Written request. Copy the material word for word, from its very first line down through the line containing "M 150 82 L 151", including both of those lines.

***

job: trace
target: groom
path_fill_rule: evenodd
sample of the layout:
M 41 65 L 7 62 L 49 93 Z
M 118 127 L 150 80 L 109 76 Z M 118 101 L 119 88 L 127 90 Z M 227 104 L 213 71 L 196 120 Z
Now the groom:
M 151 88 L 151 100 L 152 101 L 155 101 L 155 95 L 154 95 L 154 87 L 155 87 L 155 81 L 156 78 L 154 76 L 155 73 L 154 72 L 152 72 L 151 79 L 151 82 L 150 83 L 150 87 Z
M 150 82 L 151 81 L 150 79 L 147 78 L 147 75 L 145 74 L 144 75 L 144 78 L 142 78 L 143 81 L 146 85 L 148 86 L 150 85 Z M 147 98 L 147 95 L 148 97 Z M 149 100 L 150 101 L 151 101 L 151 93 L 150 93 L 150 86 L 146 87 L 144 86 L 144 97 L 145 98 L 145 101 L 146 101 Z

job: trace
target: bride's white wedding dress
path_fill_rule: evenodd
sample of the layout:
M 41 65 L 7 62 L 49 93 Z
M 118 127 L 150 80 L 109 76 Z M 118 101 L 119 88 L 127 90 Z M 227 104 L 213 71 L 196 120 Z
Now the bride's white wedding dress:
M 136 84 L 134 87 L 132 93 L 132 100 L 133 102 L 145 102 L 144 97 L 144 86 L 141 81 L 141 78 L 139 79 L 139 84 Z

***

Answer.
job: trace
target: groom
path_fill_rule: evenodd
sample of the layout:
M 41 65 L 7 62 L 49 93 Z
M 118 127 L 150 80 L 109 76 Z M 118 101 L 119 88 L 127 90 Z M 227 104 L 213 71 L 196 120 Z
Now the groom:
M 151 88 L 151 100 L 152 101 L 155 101 L 155 95 L 154 95 L 154 87 L 155 87 L 155 81 L 156 78 L 154 76 L 155 73 L 154 72 L 152 72 L 151 79 L 151 82 L 150 83 L 150 87 Z
M 150 82 L 151 81 L 150 79 L 147 78 L 147 75 L 145 74 L 144 75 L 144 78 L 142 78 L 143 81 L 146 85 L 148 86 L 150 85 Z M 147 98 L 147 95 L 148 97 Z M 149 100 L 150 101 L 151 101 L 151 93 L 150 93 L 150 86 L 146 87 L 144 86 L 144 97 L 145 98 L 145 101 L 146 101 Z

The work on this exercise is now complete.